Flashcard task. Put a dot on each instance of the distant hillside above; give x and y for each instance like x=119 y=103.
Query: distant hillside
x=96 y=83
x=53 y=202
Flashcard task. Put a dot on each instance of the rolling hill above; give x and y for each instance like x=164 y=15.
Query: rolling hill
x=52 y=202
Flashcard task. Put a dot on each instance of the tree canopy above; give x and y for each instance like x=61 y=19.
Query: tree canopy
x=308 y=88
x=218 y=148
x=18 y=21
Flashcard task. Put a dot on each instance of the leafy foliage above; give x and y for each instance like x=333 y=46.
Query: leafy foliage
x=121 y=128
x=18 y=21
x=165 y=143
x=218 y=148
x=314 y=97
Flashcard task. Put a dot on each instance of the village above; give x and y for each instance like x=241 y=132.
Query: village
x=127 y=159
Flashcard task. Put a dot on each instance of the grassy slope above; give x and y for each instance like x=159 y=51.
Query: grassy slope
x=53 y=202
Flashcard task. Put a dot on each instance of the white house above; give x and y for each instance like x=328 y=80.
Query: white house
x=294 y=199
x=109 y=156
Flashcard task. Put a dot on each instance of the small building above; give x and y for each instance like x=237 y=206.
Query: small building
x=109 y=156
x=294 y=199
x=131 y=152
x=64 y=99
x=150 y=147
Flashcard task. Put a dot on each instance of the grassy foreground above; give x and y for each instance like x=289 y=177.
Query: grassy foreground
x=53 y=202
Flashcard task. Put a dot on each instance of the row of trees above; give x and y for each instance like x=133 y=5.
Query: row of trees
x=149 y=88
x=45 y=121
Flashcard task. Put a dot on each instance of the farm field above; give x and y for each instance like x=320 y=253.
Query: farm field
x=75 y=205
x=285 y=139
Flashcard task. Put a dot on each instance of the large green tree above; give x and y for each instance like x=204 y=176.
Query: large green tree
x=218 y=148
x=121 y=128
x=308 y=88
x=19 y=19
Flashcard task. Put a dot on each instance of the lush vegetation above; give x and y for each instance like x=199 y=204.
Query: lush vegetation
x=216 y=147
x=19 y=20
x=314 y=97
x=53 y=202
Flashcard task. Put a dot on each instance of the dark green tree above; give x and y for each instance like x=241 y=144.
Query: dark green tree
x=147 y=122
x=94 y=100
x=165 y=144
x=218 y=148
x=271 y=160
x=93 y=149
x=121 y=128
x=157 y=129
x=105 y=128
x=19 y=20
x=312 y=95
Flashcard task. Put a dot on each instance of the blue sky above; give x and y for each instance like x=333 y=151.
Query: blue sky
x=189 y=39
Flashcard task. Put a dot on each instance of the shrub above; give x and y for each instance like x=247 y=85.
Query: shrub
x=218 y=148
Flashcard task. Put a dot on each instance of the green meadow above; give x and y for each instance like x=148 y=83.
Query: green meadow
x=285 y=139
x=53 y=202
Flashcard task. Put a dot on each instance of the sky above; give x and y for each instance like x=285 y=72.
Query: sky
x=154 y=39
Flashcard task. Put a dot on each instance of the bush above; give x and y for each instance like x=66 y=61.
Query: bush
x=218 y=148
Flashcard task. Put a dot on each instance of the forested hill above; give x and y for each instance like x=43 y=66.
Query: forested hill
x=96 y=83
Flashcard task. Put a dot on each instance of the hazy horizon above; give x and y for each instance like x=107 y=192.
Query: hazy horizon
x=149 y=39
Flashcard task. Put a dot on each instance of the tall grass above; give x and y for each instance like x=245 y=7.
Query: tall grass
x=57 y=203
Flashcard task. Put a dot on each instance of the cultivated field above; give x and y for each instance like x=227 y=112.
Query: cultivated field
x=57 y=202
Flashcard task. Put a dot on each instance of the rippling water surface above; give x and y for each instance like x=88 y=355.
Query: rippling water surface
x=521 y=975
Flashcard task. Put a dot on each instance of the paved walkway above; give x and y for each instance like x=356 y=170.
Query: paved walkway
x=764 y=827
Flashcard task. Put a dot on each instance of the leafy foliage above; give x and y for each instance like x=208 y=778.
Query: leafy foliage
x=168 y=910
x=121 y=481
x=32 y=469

_ _ _ _

**Aim:**
Please copy out all of the material above line for line, keeping every word, number and mark unchanged.

**Exercise response:**
Flashcard task. Put a dot on each instance of the distant hillside above; give x and y for each instance like x=119 y=103.
Query: distant hillside
x=96 y=83
x=53 y=202
Flashcard task. Put a dot on each instance of the rolling hill above; give x and y for each instance like x=164 y=15.
Query: rolling hill
x=52 y=202
Flashcard task. Put a dot on each instance of the tree canopy above; give x and y for each instance like x=61 y=19.
Query: tree canopy
x=308 y=88
x=218 y=148
x=18 y=21
Flashcard task. Put a dot on each instance of the leafy foliage above; give x and y for each instance like x=333 y=46.
Query: leafy foliage
x=121 y=128
x=18 y=21
x=165 y=143
x=218 y=148
x=314 y=97
Flashcard task. Put a dot on each instance of the village above; give x and y for each instance like x=241 y=132.
Query: village
x=127 y=159
Flashcard task. Put a dot on each instance of the grassy slope above; give x and y for each instance like x=159 y=51.
Query: grassy slope
x=53 y=202
Flashcard task. Put a dot on each instance of the white house above; give x and y for each instance like x=328 y=80.
Query: white house
x=294 y=199
x=109 y=156
Flashcard task. Put a dot on each instance of the small building above; give x and y for each instance like x=237 y=206.
Query: small building
x=109 y=156
x=294 y=199
x=131 y=152
x=64 y=99
x=150 y=147
Flashcard task. Put a dot on each instance of the grassy foreground above; give x and y for each instance like x=289 y=177.
Query: grassy foreground
x=53 y=202
Flashcard task. Put a dot on each instance of the row of trees above; give x and y for each instance like x=133 y=5.
Query: row of trees
x=149 y=88
x=45 y=121
Flashcard task. Put a dot on each instance of the farm field above; give x and y for each instance like x=320 y=253.
Query: farm field
x=75 y=205
x=285 y=139
Flashcard task. Put a dot on each instance of the large green tree above; give x and y for each instance like x=204 y=176.
Query: large green tree
x=218 y=148
x=121 y=128
x=308 y=88
x=19 y=19
Flashcard task. Put a dot on each instance of the lush vegetation above; give x and y for each instance like x=199 y=204.
Query: lush vegetation
x=216 y=147
x=19 y=20
x=314 y=97
x=53 y=202
Flashcard task. Put a dot on each instance of the dark green tree above; give x and y for each instance like x=241 y=144.
Query: dark green tree
x=147 y=122
x=94 y=100
x=165 y=144
x=218 y=148
x=271 y=160
x=93 y=149
x=121 y=128
x=157 y=129
x=105 y=128
x=19 y=20
x=312 y=95
Flashcard task. Put a dot on each instance of the blue sky above; give x and y for each instance like x=333 y=151.
Query: blue sky
x=189 y=39
Flashcard task. Put a dot on each instance of the shrub above; give x and y for each instance like x=247 y=85.
Query: shrub
x=218 y=148
Flashcard task. Put a dot on each instance of the green meadow above; give x and y for each instance like x=148 y=83.
Query: green meadow
x=285 y=139
x=53 y=202
Flashcard task. Put a dot on each instance of the sky above; give x and y for each instance like x=285 y=72.
Query: sky
x=154 y=39
Flashcard task. Put a dot on each instance of the bush above; give x and y for each instance like x=66 y=61.
Query: bush
x=218 y=148
Flashcard task. Put a dot on each instance of the forested hill above; give x and y for each instance like x=43 y=66.
Query: forested hill
x=96 y=83
Flashcard task. Put a dot on each instance of the hazy horizon above; give x and y for each instance like x=107 y=192.
Query: hazy horizon
x=149 y=39
Flashcard task. Put a dot on each instance of the tall grass above; give x and y for each instance like x=245 y=7.
Query: tall grass
x=57 y=203
Flashcard task. Put a dot on each instance of the cultivated field above; give x and y for each instance like x=227 y=112.
Query: cultivated field
x=57 y=202
Flashcard task. Put a dot on each instance of the rippling water surface above; give x and y for each instance like x=88 y=355.
Query: rippling water surface
x=521 y=975
Flashcard task. Put a dot on each instance of the paved walkway above; give x and y for each instance like x=356 y=170.
Query: paved walkway
x=764 y=827
Flashcard task. Put a dot on each instance of the leafy foliage above; give x and y for each instance like x=208 y=778.
Query: leafy foliage
x=168 y=910
x=121 y=481
x=32 y=469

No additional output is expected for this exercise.